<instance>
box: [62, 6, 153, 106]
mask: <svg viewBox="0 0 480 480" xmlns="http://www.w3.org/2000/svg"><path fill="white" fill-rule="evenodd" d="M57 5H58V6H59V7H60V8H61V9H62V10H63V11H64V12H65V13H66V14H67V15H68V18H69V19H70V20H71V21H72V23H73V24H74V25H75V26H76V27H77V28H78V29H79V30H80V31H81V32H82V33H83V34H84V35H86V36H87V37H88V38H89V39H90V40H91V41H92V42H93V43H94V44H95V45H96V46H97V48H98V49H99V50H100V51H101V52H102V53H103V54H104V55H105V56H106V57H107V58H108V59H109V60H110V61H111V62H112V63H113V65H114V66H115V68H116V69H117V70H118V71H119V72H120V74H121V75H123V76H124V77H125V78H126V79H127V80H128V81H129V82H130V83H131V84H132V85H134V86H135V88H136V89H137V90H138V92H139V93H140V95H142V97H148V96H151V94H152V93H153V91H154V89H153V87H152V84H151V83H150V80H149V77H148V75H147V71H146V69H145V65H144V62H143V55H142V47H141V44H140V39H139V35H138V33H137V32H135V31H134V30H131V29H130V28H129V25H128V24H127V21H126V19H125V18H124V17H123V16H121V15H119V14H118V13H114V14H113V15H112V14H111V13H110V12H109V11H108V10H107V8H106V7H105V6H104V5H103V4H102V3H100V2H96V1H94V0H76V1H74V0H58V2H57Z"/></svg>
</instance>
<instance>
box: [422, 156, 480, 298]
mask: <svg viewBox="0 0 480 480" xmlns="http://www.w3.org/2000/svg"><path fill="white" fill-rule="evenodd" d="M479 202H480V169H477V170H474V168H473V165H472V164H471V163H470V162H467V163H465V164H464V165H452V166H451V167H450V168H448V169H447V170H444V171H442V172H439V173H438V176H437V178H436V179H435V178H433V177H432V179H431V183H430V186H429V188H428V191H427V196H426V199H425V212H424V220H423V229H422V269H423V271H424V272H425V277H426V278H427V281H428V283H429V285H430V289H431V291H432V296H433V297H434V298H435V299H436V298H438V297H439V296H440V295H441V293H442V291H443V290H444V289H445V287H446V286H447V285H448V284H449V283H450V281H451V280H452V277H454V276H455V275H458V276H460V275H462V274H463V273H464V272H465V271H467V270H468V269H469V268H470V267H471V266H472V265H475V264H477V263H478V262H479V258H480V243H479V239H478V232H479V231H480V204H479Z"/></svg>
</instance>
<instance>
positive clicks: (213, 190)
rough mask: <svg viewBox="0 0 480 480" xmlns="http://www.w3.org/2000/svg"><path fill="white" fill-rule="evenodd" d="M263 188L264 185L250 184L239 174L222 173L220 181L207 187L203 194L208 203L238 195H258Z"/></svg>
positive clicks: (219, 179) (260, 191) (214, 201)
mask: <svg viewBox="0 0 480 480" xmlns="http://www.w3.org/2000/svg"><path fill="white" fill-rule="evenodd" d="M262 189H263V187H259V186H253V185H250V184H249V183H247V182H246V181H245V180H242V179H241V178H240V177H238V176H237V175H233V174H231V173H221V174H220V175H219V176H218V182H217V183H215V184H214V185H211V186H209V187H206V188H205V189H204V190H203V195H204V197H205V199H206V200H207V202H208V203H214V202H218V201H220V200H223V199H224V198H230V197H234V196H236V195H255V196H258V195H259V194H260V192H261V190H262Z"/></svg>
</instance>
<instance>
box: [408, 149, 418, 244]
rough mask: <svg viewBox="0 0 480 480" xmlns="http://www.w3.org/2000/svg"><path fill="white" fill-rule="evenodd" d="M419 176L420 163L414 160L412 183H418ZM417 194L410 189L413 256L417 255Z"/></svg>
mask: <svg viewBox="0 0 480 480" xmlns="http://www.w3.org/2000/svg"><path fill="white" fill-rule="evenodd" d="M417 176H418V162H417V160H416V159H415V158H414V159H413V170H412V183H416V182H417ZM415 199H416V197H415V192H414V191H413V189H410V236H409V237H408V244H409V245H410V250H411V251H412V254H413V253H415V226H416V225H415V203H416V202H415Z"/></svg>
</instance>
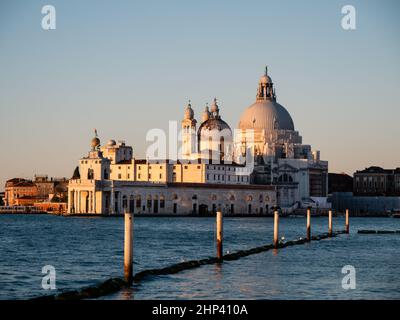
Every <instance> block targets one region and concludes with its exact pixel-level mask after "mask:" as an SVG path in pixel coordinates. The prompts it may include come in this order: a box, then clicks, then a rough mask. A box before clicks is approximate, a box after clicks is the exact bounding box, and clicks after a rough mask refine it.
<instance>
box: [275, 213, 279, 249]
mask: <svg viewBox="0 0 400 320" xmlns="http://www.w3.org/2000/svg"><path fill="white" fill-rule="evenodd" d="M278 245H279V212H278V209H275V211H274V247H275V248H278Z"/></svg>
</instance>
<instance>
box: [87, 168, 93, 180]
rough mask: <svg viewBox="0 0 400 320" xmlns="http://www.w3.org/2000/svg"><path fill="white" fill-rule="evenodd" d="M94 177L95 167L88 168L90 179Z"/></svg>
mask: <svg viewBox="0 0 400 320" xmlns="http://www.w3.org/2000/svg"><path fill="white" fill-rule="evenodd" d="M92 179H94V171H93V169H88V180H92Z"/></svg>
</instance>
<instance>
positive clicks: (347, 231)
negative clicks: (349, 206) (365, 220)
mask: <svg viewBox="0 0 400 320" xmlns="http://www.w3.org/2000/svg"><path fill="white" fill-rule="evenodd" d="M346 233H350V222H349V209H346Z"/></svg>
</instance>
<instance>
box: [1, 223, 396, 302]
mask: <svg viewBox="0 0 400 320" xmlns="http://www.w3.org/2000/svg"><path fill="white" fill-rule="evenodd" d="M333 223H334V229H343V226H344V219H343V218H340V217H339V218H334V221H333ZM350 223H351V234H350V235H340V236H338V237H336V238H332V239H328V240H322V241H318V242H312V243H310V244H305V245H300V246H294V247H288V248H285V249H282V250H279V251H277V252H276V251H275V252H274V251H272V250H271V251H268V252H264V253H260V254H256V255H252V256H249V257H245V258H241V259H239V260H236V261H231V262H225V263H223V264H222V265H219V266H218V265H210V266H203V267H201V268H197V269H193V270H188V271H184V272H181V273H178V274H174V275H168V276H157V277H153V278H151V279H147V280H144V281H143V282H141V283H140V284H136V285H134V286H133V287H132V288H130V289H126V290H123V291H121V292H118V293H116V294H114V295H111V296H107V297H103V299H400V272H399V270H400V250H399V248H400V234H386V235H385V234H383V235H359V234H357V233H356V232H357V230H358V229H389V230H400V219H393V218H352V219H351V220H350ZM312 227H313V228H312V231H313V233H322V232H326V231H327V218H326V217H319V218H313V219H312ZM123 228H124V222H123V219H122V218H83V217H82V218H78V217H70V218H66V217H57V216H48V215H40V216H33V215H31V216H30V215H0V299H27V298H32V297H37V296H41V295H47V294H53V293H58V292H61V291H65V290H72V289H79V288H82V287H84V286H88V285H92V284H95V283H97V282H100V281H104V280H106V279H108V278H111V277H121V276H122V271H123ZM134 229H135V230H134V232H135V234H134V239H135V244H134V257H135V264H134V272H139V271H141V270H145V269H149V268H158V267H165V266H168V265H170V264H173V263H177V262H182V261H185V260H191V259H198V258H206V257H209V256H213V255H214V254H215V232H214V230H215V219H214V218H188V217H181V218H145V217H137V218H136V219H135V228H134ZM272 233H273V219H272V218H225V220H224V251H236V250H241V249H246V248H252V247H256V246H260V245H264V244H268V243H271V242H272ZM280 234H281V236H284V237H285V239H287V240H290V239H295V238H299V237H304V235H305V218H281V220H280ZM45 265H52V266H54V267H55V269H56V272H57V278H56V279H57V281H56V285H57V290H56V291H55V292H54V291H45V290H43V289H42V287H41V281H42V276H43V275H42V273H41V270H42V267H43V266H45ZM345 265H352V266H354V267H355V269H356V284H357V287H356V289H355V290H344V289H342V286H341V281H342V278H343V276H344V275H343V274H342V273H341V269H342V267H343V266H345Z"/></svg>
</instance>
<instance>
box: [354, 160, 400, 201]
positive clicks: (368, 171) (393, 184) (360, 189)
mask: <svg viewBox="0 0 400 320" xmlns="http://www.w3.org/2000/svg"><path fill="white" fill-rule="evenodd" d="M353 193H354V195H355V196H385V197H393V196H394V197H396V196H400V168H396V169H383V168H381V167H375V166H374V167H369V168H366V169H365V170H360V171H356V172H355V173H354V188H353Z"/></svg>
---
*Problem to work on*
How many lines in the listing above contain the string "positive"? Give only the number.

*Finished task*
4